▶ **Task to carry out**: In the material below, revise the stretch from the line containing "whisker visible in" through the line containing "[0, 515, 852, 1026]" by changing "Verify this claim" to "Check this statement" and leaving everything else the same.

Records of labeled boxes

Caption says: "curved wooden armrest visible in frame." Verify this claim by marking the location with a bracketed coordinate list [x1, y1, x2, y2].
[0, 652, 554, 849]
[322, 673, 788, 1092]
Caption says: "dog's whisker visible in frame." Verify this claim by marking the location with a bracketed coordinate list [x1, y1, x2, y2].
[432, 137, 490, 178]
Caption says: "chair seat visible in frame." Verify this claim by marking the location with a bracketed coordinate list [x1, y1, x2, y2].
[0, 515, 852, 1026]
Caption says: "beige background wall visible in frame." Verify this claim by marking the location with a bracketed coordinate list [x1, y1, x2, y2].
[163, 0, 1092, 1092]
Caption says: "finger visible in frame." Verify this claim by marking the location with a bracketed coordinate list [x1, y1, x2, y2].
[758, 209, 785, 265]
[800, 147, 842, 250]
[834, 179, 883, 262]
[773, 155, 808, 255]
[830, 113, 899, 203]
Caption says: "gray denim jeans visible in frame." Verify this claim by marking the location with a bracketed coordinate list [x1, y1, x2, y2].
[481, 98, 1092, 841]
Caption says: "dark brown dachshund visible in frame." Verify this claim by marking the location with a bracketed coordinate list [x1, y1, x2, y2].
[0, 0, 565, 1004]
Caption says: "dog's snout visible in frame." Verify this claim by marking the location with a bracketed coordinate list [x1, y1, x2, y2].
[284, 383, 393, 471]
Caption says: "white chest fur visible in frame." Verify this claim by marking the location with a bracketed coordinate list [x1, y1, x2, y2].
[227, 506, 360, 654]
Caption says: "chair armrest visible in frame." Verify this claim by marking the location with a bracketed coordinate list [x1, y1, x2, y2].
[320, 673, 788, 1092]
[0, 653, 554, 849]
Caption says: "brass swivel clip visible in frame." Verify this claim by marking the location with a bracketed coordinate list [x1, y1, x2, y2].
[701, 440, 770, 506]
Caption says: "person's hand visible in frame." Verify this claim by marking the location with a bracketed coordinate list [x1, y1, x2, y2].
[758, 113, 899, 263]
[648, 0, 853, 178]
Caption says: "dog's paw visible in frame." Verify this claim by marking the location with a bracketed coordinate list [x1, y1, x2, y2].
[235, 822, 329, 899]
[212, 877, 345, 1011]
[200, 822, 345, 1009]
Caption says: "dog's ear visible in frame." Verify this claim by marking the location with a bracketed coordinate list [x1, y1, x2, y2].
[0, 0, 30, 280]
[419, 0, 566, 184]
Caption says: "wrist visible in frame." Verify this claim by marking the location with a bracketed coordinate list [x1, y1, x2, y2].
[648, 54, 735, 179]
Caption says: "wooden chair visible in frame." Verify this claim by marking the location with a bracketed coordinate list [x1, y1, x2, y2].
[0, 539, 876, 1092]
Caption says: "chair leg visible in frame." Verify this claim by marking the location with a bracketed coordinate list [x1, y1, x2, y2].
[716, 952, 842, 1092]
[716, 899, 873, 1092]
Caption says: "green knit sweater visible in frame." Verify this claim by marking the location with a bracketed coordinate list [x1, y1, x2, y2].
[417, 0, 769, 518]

▶ **Exercise result**:
Caption says: "dog's whisker visible in frame." Check this statement by marking the location with a bracketed coordinate list [x1, y1, x2, y2].
[432, 137, 490, 178]
Caption says: "chair seat visible in frame." Check this statement by marking the location with a bracketed coordinate list [x1, y1, x2, y2].
[0, 515, 852, 1026]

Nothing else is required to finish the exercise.